* [Exercise details]:
Please transcribe the entries below exactly and leave out every picture.

[Stored records]
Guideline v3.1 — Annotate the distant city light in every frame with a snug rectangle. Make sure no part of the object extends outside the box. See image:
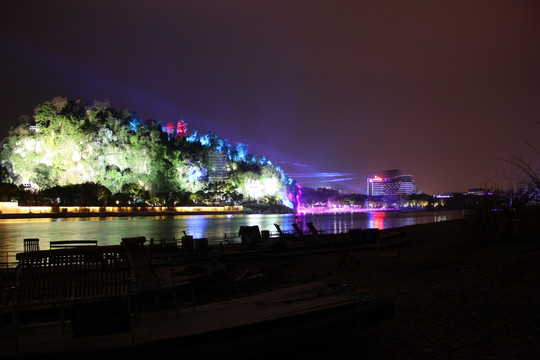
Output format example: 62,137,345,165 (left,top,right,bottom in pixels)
367,174,416,196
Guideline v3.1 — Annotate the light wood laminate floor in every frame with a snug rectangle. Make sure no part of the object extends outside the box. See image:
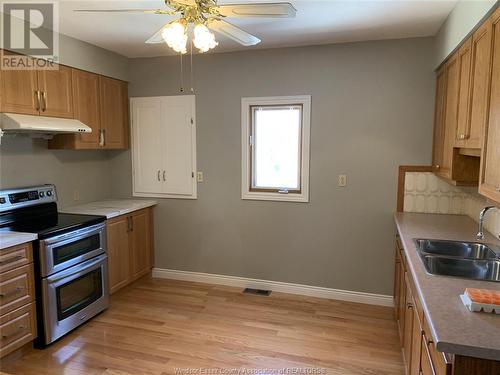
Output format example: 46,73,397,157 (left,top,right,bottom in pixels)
1,277,404,375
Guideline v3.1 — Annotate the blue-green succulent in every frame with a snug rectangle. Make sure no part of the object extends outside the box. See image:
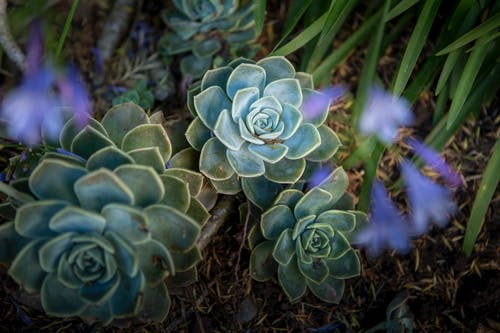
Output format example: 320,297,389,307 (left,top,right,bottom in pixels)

* [Finished task]:
Guideline v3.1 — Annotate the distant city light in every frame with a snug rectangle. Make sure no part of the object extends outside the box. See image:
Output format example: 62,137,345,165 (left,top,right,bottom in pixels)
367,174,416,196
Guideline v3.1 — Annotate the light wood laminate floor in every frame with a snug rectangle. Make sure no part of the object extends outside the box. See image:
Output format example: 46,73,397,157 (left,top,right,bottom in pixels)
1,277,404,375
Guideline v3.1 — Annotate the blue-green succulent in every frame with a snug rectangle. Make sure no part of the object extends outside the box. See image:
Output format example: 320,297,389,307 (left,top,right,bottom in pixels)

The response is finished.